Directions
Copy all lines of the listing that include the string "written".

┌──

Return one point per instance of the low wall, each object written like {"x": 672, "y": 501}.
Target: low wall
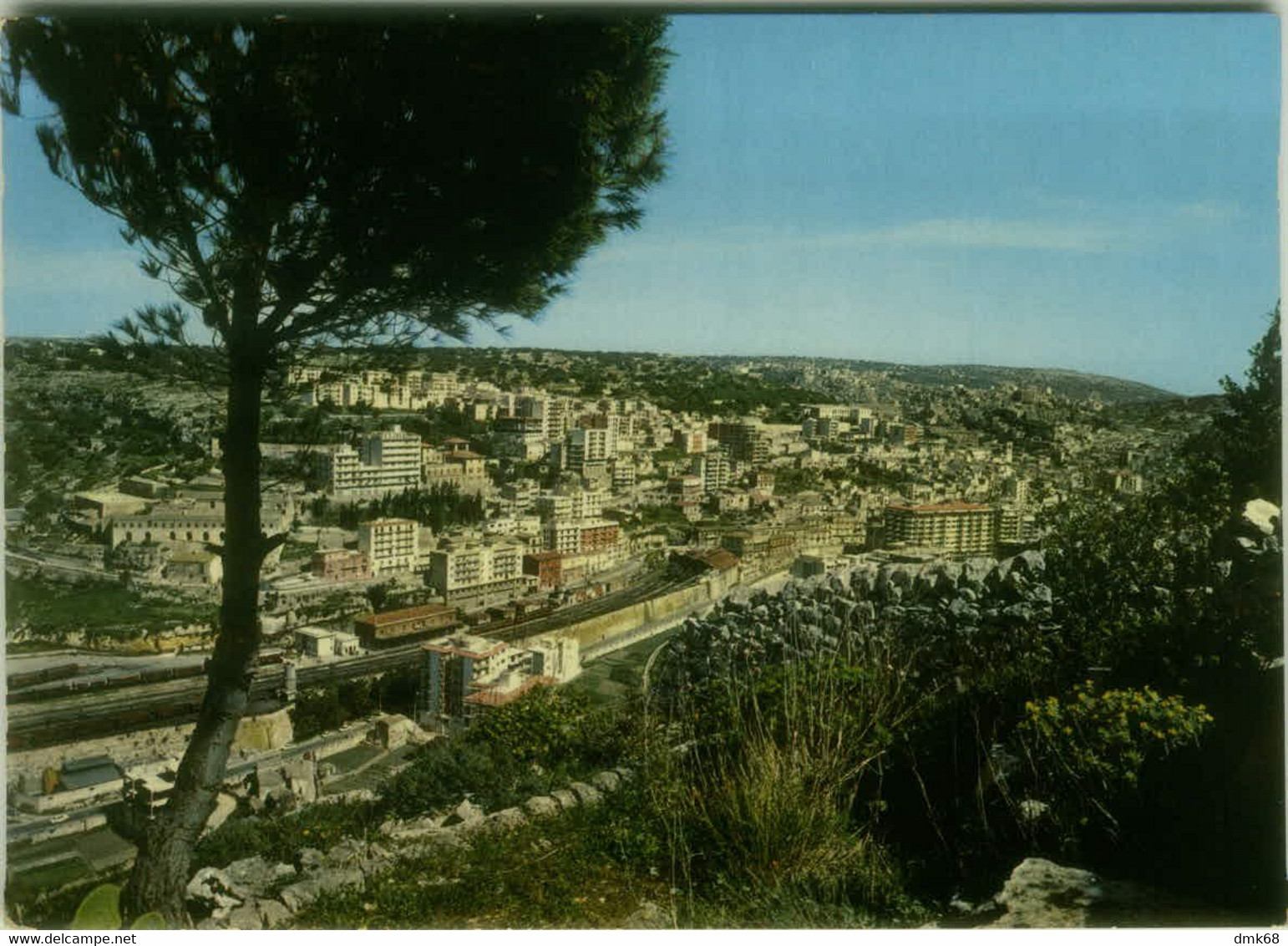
{"x": 606, "y": 633}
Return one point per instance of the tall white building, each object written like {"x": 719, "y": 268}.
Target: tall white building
{"x": 389, "y": 461}
{"x": 390, "y": 546}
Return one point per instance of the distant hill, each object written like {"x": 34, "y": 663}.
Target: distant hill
{"x": 1073, "y": 384}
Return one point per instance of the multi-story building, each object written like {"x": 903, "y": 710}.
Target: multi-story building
{"x": 570, "y": 504}
{"x": 477, "y": 572}
{"x": 686, "y": 495}
{"x": 598, "y": 537}
{"x": 388, "y": 461}
{"x": 390, "y": 546}
{"x": 403, "y": 625}
{"x": 589, "y": 449}
{"x": 188, "y": 522}
{"x": 692, "y": 440}
{"x": 624, "y": 475}
{"x": 960, "y": 529}
{"x": 463, "y": 675}
{"x": 455, "y": 465}
{"x": 714, "y": 470}
{"x": 746, "y": 441}
{"x": 340, "y": 565}
{"x": 562, "y": 535}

└──

Response to this exercise
Return one point per instance of the low wall, each object written like {"x": 672, "y": 501}.
Return one point per instance of the tall white building, each object written like {"x": 719, "y": 268}.
Return one point per instance of the distant hill, each object written like {"x": 34, "y": 663}.
Return one point per instance of the multi-story building, each object written like {"x": 903, "y": 710}.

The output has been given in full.